→ Task:
Restate every line of the material, word for word.

→ Dataset records:
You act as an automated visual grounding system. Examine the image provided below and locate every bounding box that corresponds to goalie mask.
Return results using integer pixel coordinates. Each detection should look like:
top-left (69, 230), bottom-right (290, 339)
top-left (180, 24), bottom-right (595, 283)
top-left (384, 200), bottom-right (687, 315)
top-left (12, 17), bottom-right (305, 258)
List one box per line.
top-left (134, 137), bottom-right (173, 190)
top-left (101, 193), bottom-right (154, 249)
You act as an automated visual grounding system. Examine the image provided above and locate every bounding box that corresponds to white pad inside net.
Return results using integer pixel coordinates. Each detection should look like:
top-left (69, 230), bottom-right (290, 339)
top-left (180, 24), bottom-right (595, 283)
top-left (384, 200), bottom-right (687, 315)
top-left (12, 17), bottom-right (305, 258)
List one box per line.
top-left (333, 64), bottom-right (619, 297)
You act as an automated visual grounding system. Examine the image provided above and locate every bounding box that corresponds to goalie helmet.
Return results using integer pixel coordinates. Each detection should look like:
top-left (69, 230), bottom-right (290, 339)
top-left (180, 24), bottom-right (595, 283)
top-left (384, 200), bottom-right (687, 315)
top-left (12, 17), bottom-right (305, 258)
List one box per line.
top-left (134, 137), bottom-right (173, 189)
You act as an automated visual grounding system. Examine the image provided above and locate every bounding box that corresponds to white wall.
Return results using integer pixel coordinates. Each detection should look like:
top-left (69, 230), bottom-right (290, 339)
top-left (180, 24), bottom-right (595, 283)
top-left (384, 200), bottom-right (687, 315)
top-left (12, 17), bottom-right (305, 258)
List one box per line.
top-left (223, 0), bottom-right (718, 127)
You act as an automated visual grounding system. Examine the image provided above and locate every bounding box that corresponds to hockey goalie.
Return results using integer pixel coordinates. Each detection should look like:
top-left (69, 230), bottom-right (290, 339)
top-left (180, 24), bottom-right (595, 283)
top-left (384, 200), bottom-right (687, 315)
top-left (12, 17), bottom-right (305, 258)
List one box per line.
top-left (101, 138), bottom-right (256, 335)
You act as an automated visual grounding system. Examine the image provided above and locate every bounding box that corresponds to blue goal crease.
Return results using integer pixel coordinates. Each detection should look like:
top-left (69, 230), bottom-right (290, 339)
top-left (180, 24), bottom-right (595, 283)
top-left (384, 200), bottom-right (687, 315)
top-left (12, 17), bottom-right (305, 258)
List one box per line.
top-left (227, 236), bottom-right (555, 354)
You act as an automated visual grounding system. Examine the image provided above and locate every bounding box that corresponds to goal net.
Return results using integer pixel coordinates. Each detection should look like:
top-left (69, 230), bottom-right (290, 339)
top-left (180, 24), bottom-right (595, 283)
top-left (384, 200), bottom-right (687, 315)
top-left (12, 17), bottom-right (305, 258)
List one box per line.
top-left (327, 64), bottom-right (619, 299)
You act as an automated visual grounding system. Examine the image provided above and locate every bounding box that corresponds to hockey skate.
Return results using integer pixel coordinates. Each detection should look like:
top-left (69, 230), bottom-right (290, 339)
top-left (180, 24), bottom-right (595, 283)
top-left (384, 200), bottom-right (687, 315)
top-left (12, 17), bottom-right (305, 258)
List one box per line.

→ Expected answer:
You act as an automated visual grounding system. Examine the image provided below and locate every bounding box that corresponds to goalie mask.
Return results using integer pixel coordinates. Each detection should look like:
top-left (69, 230), bottom-right (290, 339)
top-left (180, 24), bottom-right (595, 283)
top-left (384, 200), bottom-right (687, 315)
top-left (12, 17), bottom-right (305, 258)
List one box per line.
top-left (134, 137), bottom-right (173, 190)
top-left (101, 193), bottom-right (154, 249)
You act as an automated visual grounding system. Examine the image provided above and locate every bounding box that corresponds to white pad inside net.
Return results using integer pixel coordinates. Each detection should look like:
top-left (69, 230), bottom-right (290, 339)
top-left (180, 24), bottom-right (595, 283)
top-left (384, 200), bottom-right (687, 315)
top-left (12, 17), bottom-right (305, 258)
List one box per line.
top-left (333, 64), bottom-right (619, 297)
You act as an automated visual grounding system. Examine the image provided above and locate every bounding box that corresponds to goalie helmet.
Return results using integer pixel coordinates. Each detection should look like:
top-left (69, 230), bottom-right (290, 339)
top-left (180, 24), bottom-right (595, 283)
top-left (384, 200), bottom-right (687, 315)
top-left (12, 17), bottom-right (305, 258)
List one box per line.
top-left (134, 137), bottom-right (173, 189)
You act as an automated visual grounding system. Examine the image provided above and locate every bounding box that corresponds to white wall.
Return results using integer pixel coordinates. Each detection should look like:
top-left (69, 230), bottom-right (290, 339)
top-left (180, 24), bottom-right (595, 283)
top-left (384, 200), bottom-right (687, 315)
top-left (12, 17), bottom-right (305, 258)
List one box per line.
top-left (223, 0), bottom-right (718, 127)
You act as an automated visual grounding system. Examine the image provided above and locate every bounding box that corresponds to hockey goalie.
Return results using integer pixel coordinates. Each detection should look like:
top-left (69, 230), bottom-right (290, 339)
top-left (180, 24), bottom-right (595, 283)
top-left (384, 200), bottom-right (687, 315)
top-left (12, 17), bottom-right (305, 258)
List one box per line.
top-left (101, 138), bottom-right (256, 335)
You act as an automated visual grounding system. Examine the image provided above and locate every bounding box that corresponds to blue goal crease.
Return results using integer pixel coordinates. Each detection should look like:
top-left (69, 230), bottom-right (290, 339)
top-left (180, 24), bottom-right (595, 283)
top-left (384, 200), bottom-right (687, 315)
top-left (12, 17), bottom-right (305, 258)
List one box per line.
top-left (227, 236), bottom-right (555, 354)
You act as an automated visual grounding system. Examine the image provided above and locate every bounding box that corresponds to goal net.
Return results using integer pixel coordinates. Each detection should look like:
top-left (69, 230), bottom-right (290, 339)
top-left (180, 24), bottom-right (595, 283)
top-left (384, 200), bottom-right (687, 315)
top-left (12, 17), bottom-right (305, 258)
List one box per line.
top-left (327, 64), bottom-right (619, 299)
You act as an automated visual grounding system. Examine the image provided above and locate every bounding box that corresponds to hockey skate.
Return results using integer pixel coordinates. Each detection should look like:
top-left (69, 230), bottom-right (290, 339)
top-left (180, 24), bottom-right (595, 283)
top-left (384, 200), bottom-right (687, 315)
top-left (12, 17), bottom-right (305, 258)
List one box per line.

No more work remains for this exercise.